> **Task description**
Copy word for word the part of the data below that opens with the line containing "Point to the white" and runs through the end of the data.

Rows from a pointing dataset
>>>>
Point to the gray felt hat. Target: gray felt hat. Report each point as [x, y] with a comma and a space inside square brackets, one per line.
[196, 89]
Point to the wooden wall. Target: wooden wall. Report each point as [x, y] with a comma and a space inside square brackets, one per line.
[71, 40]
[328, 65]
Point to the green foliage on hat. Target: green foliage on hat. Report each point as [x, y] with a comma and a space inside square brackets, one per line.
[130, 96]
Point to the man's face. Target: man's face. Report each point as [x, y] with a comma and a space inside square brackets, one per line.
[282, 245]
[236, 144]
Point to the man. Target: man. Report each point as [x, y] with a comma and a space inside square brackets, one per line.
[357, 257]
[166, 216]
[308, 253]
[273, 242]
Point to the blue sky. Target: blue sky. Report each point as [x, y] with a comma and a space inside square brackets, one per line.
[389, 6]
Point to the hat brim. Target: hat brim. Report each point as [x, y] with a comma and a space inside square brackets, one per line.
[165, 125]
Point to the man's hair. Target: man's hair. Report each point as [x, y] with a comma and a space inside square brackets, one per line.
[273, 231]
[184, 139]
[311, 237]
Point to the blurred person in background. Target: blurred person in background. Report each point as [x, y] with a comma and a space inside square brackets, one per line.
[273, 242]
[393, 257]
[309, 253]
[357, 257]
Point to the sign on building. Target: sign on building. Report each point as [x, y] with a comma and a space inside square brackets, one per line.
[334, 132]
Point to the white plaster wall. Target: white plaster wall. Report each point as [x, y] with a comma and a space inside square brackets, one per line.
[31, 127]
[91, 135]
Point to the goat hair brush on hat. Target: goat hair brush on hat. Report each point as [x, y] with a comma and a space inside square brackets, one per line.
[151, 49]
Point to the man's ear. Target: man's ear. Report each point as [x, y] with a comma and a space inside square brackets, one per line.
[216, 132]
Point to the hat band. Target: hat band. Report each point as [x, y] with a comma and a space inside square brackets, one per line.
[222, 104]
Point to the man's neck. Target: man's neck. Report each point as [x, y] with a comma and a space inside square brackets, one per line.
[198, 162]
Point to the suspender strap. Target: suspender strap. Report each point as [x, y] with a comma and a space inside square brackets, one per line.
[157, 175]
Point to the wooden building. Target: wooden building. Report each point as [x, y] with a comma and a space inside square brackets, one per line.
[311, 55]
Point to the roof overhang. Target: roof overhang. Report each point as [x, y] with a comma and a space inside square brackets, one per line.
<<<<
> **Complete answer**
Point to the white plaster wall. Target: white plaster wall. Report each point as [x, y] with a comma and a space inside square brackets, one per line.
[31, 127]
[91, 135]
Point to the goat hair brush on hat. Target: goat hair brush on hat. Report each point as [x, y] with a comma and a space inside square brackets, one per line.
[151, 49]
Point to the man's ear. Target: man's ear. Report each point as [x, y] with a comma and a space inside square brackets, one per line.
[216, 132]
Point to the hat band. Target: hat band. Report each point as [x, y] with a comma and a space inside square brackets, one per line.
[222, 104]
Point to the man's neck. Target: man's neck. Report each point as [x, y] with a comma and a space inside square brackets, one per line.
[198, 162]
Point to the suspender strap. Target: suspender strap. Report each point as [x, y] with a comma and a space inside square brackets, one per line.
[157, 175]
Point to the wooden building. Target: wooden building. Report each point as [x, y] with a comma and a space inside square brackets, one per line.
[311, 55]
Point to the roof overhang. Target: roof overhang. Report each point as [x, y] with a comma and a space inside square brackets, one per line.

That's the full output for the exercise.